**Task description:** Set down the data again in full, keeping every line exactly as it is.

**Records to use:**
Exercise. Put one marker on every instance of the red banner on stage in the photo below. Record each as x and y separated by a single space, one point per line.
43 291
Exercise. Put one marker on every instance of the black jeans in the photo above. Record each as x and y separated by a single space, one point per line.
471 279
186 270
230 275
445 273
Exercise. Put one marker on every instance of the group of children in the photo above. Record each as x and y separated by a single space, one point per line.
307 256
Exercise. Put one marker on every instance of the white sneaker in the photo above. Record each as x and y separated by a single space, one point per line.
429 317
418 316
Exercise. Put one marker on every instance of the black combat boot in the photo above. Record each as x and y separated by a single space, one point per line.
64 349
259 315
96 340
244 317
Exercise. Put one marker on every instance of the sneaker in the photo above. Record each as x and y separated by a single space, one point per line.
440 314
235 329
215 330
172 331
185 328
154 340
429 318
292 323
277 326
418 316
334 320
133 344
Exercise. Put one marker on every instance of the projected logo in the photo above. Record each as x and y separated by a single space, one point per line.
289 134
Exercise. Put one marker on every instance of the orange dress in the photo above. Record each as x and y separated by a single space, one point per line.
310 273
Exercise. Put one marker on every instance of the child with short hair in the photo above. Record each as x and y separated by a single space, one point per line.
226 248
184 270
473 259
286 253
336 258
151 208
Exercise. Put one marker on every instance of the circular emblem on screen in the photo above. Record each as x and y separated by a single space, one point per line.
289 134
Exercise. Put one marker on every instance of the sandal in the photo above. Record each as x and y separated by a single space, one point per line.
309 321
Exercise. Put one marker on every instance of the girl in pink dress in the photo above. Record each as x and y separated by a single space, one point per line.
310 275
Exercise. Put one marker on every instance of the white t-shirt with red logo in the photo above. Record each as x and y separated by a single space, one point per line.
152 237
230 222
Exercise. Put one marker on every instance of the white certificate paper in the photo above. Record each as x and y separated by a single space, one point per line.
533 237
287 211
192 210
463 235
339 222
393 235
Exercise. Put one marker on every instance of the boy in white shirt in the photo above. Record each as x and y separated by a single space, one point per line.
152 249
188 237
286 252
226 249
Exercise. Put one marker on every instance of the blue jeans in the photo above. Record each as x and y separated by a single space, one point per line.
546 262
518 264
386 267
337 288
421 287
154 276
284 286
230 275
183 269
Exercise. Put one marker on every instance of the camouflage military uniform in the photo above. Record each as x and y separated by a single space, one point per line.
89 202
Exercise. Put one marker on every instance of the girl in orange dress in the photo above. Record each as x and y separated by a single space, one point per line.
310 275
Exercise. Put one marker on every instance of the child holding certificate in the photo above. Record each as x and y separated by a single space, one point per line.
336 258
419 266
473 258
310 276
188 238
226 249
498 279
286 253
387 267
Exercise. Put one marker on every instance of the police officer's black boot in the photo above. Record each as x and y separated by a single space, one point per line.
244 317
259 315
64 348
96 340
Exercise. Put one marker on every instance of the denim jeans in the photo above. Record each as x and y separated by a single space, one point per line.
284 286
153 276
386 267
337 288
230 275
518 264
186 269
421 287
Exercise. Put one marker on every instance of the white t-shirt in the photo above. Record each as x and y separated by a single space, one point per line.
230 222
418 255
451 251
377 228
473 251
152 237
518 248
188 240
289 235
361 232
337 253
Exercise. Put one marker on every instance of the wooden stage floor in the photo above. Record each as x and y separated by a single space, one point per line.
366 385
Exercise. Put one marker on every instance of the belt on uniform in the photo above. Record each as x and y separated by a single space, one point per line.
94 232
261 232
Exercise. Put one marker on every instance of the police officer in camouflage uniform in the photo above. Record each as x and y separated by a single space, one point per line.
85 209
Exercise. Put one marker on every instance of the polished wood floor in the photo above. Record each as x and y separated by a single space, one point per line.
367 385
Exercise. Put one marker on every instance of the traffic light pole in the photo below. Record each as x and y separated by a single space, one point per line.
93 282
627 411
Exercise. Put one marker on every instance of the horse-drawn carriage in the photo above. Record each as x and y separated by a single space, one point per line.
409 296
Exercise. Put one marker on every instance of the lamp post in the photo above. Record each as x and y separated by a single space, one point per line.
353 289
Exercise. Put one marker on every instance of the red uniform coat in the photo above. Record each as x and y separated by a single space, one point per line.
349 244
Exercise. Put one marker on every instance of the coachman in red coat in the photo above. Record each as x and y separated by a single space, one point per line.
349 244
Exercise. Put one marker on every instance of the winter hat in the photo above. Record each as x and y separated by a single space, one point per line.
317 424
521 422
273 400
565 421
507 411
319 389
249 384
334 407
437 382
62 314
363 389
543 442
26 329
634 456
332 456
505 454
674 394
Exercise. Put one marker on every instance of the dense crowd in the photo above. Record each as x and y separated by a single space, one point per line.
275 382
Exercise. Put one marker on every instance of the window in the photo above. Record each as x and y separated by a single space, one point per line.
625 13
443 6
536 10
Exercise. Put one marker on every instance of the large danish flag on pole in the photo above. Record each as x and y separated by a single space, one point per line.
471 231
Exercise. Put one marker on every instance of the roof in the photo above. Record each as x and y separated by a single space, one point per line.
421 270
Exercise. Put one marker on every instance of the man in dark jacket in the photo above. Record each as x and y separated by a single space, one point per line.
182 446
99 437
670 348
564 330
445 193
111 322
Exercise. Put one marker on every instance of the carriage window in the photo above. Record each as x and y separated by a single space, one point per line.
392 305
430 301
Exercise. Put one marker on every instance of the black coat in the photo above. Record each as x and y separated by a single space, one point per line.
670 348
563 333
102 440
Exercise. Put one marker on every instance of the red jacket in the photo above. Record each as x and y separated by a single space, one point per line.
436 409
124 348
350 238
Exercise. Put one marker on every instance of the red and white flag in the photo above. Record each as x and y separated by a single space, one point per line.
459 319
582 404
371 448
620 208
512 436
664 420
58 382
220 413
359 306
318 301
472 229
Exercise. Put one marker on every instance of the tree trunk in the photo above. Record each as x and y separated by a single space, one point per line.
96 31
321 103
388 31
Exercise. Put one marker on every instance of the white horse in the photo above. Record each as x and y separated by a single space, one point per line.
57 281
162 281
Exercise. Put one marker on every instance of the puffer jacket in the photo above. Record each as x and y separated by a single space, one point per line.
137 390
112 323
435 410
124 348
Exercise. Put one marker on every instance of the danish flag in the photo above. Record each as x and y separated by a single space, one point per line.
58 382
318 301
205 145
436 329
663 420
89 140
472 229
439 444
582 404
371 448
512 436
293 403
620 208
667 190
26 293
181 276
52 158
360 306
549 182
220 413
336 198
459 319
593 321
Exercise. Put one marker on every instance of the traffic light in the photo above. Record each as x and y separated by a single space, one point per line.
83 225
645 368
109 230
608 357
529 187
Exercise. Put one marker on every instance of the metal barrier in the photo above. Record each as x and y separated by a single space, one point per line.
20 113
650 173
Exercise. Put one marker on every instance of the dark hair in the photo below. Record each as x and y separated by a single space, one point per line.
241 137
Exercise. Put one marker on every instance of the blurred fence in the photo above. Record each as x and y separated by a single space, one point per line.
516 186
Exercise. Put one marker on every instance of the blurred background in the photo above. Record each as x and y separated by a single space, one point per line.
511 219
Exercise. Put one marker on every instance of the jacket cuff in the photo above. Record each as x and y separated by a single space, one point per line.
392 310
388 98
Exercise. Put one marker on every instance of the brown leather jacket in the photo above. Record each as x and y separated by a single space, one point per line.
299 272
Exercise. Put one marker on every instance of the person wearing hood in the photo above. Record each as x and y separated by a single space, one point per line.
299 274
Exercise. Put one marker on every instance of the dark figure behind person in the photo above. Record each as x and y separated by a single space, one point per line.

**Solution:**
Exercise. Put one marker on every instance of the red banner on stage in the photo below. Record each as x and y separated by a single space, one point per line.
43 291
Exercise. Put one marker on every instance of the black jeans in the photo above. Record each as x and y separated by a single space, one point per line.
471 279
186 270
230 275
445 273
Exercise. Put one marker on every instance of the group of children in the photo above. Record each as x and y separated by a single space, one point per line.
307 256
Exercise. Put one marker on every instance of the white sneaker in the photo above. Record each as x and y separated by a single space, one point per line.
429 317
418 316
Exercise. Put one marker on every instance of the black combat boot in the photo above. Record each as x and y separated by a single space, one point per line.
64 349
259 315
96 340
244 317
Exercise. Put one marker on every instance of the sneaker in the photo above. Record each as x and y separated by a single space, one point per line.
440 314
235 329
215 330
172 331
185 328
154 340
429 318
292 323
277 326
418 316
334 320
133 344
Exercise. Put one marker on every instance of the projected logo in the photo above. Record each as x and y separated by a single space, one point per line.
289 134
Exercise. Put one marker on every instance of the orange dress in the photo above. Record each as x and y separated by a single space, one point per line.
310 273
Exercise. Put one marker on every instance of the child with short hair in the photo above. Record each as x and y separated by a single space, one point per line.
226 248
184 270
473 259
286 253
336 258
151 208
Exercise. Put one marker on every instance of the circular emblem on screen in the photo above. Record each as x and y separated by a single space, one point per line.
289 134
Exercise. Put one marker on every instance of the sandal in the photo above. Record each as x and y separated by a single space, one point per line.
309 321
Exercise. Put one marker on every instance of the girl in pink dress in the photo above. Record each as x and y separated by a single space, one point per line.
310 275
Exercise. Put one marker on every instance of the white t-shirt with red logo in the photo above. Record each as x and y separated by a single space, one point per line.
152 237
230 222
Exercise. Put one marker on every instance of the white certificate paper in the photo above. Record each as x and y separated by a single space, one point per line.
533 237
287 211
192 210
463 235
339 222
393 235
Exercise. Put one marker on every instance of the boy in white shirt in the photo above. Record each as x and y separated by a single space, one point per line.
152 249
188 237
286 252
226 249
Exercise. Put one marker on every instance of the blue jeans in the photo above. Record each as x and y separated by a single space, one point per line.
546 262
518 264
386 267
337 288
421 287
154 276
284 286
230 275
183 269
Exercise. Put one marker on every instance of the camouflage military uniform in the photo above. Record each as x and y separated by a single space, one point per line.
89 202
Exercise. Put one marker on every instance of the girl in orange dress in the photo above. Record each as x and y separated by a single space, one point per line.
310 275
Exercise. Put one marker on every instance of the child holding certificate in the photo above. Record each as x and y separated by a single space, one point per line.
336 258
419 266
473 258
310 276
188 238
226 249
498 279
286 253
387 267
Exercise. Put one marker on every instance of the police officer's black boot in the photo above. Record each as x and y separated by a single space, one point per line.
244 317
259 315
64 348
96 340
Exercise. Put one marker on every instance of the denim jeans in the photo above. Record each as x and y separated by a single space, one point per line.
284 286
153 276
386 267
337 288
230 275
518 264
186 269
421 287
Exercise. Put one marker on every instance of the white t-shirt in the photo above. Record each as x and y separated by a single space, one point per line.
230 222
418 255
451 251
377 228
473 251
152 237
518 248
188 240
289 235
361 232
337 253
Exercise. Put one marker on every instance of the wooden stage floor in the photo above. Record each as x and y separated by a single space, one point per line.
366 385
Exercise. Put one marker on every instance of the belt on uniform in the photo above. Record each as x and y separated by a single space, one point per line.
94 232
261 232
Exercise. Put one marker on every instance of the police officer in camouflage uniform in the photo above. Record each as x and y separated by a single space, one point per line.
85 209
Exercise. Put one marker on every instance of the polished wood floor in the photo above. Record each as x and y separated by a single space, one point per line.
367 385
Exercise. Put one marker on every instance of the traffic light pole in the photo below. Record each as x and y separated by a single space, one point per line.
93 282
627 411
Exercise. Put one marker on every instance of the horse-drawn carriage in the photo above. Record each as x and y separated by a single space, one point per line.
409 296
Exercise. Put one marker on every instance of the lamp post in the photo above. Record each as x and y separated by a single space, one point per line.
353 289
Exercise. Put one marker on every instance of the red uniform coat in the photo above. Record each as x and y separated by a single space, one point per line.
349 244
Exercise. Put one marker on every instance of the coachman in red coat in the photo above. Record each as x and y separated by a single space, one point per line.
349 244
Exercise. Put one marker on every instance of the winter hat in the photo above. Record each as x and y separated by a single space, one point per line.
317 424
521 422
273 400
565 421
507 411
319 389
249 384
334 407
437 382
62 314
363 389
543 442
26 329
634 456
332 456
505 454
674 394
Exercise. Put one marker on every instance of the dense crowd in the photo above. Record each as x and y separated by a single space, one point per line.
275 382
Exercise. Put one marker on every instance of the window in the photo above. Record each as x and y separated by a single space, one point per line.
625 13
443 6
536 10
Exercise. Put one marker on every instance of the large danish flag on pole in the photo above. Record each as x and y separated by a single space, one point per line.
471 231
Exercise. Put one marker on every instance of the roof in the photo above. Record each as x and y separated by a single space, one point per line.
421 270
Exercise. Put one marker on every instance of the man in dark jacket in the photo above. Record each as x and y separated by a single space, one point per line.
182 446
99 437
670 348
564 330
445 193
111 322
Exercise. Put one marker on every instance of the carriage window in the photo above. Record each as x and y separated by a single space, one point per line.
392 305
430 301
Exercise. Put one marker on every instance of the black coat in the photo above. Record each as x and y separated by a single space, one point per line.
670 348
563 333
102 440
Exercise. Put one marker on every instance of the red jacket in the photo above. Record each as x and y separated by a single space, one point per line.
436 409
124 348
350 238
Exercise. Put one marker on every instance of the red and white flag in the photo above. Record each as x and y separated by a single space, one point per line.
459 319
582 404
371 448
620 208
512 436
664 420
58 382
220 413
359 306
318 301
472 229
Exercise. Put one marker on every instance of the tree trunk in the photo above. Record each as x and y separated by a single space, one point per line.
96 31
321 103
388 31
Exercise. Put one marker on every instance of the white horse in the photo above. Record each as x and y separated by a single space, one point per line.
57 281
162 281
Exercise. Put one marker on every instance of the puffer jacket in the photo above. Record each as x and y separated by a single space, one point per line.
137 390
112 323
435 410
124 348
Exercise. Put one marker on every instance of the danish flag in the photo above. Record each as x and y separated by a single space, one point per line.
58 382
318 301
205 145
436 329
663 420
89 140
472 229
439 444
582 404
371 448
512 436
293 403
620 208
667 190
26 293
181 276
52 158
360 306
549 182
220 413
336 198
459 319
593 321
Exercise. Put one marker on every instance of the traffic light in the photo above. Record each as x and y separated by a single space, one point per line.
83 225
645 368
109 230
608 357
529 187
Exercise. Put one marker on every instance of the metal barrier in the photo above. Record each as x and y separated by a single space, one point per line.
20 113
650 173
Exercise. Put one marker on every instance of the dark hair in the photo below. Record each as x and y separated by a single space, one point per line.
241 137
Exercise. Put one marker on every instance of the blurred fence in the photo above. Record each as x and y separated by a single space, one point per line.
516 186
Exercise. Put one marker on every instance of the blurred background in the photo above. Record each as x and y separated by a single space, one point per line.
511 219
Exercise. Put one marker on every instance of the jacket cuff in the photo above. Record each as x and y separated by a single space, one point per line.
392 310
388 98
Exercise. Put one marker on every instance of the brown leather jacket in the photo above. Record each as x and y separated by a single space, one point per line.
299 272
Exercise. Put one marker on every instance of the person wearing hood in the photo above. Record each as x and y separated by a single space, one point per line.
299 274
Exercise. Put one marker on every instance of the dark figure behind person in the photo above. Record each as x and y separated by a single space, one point per line.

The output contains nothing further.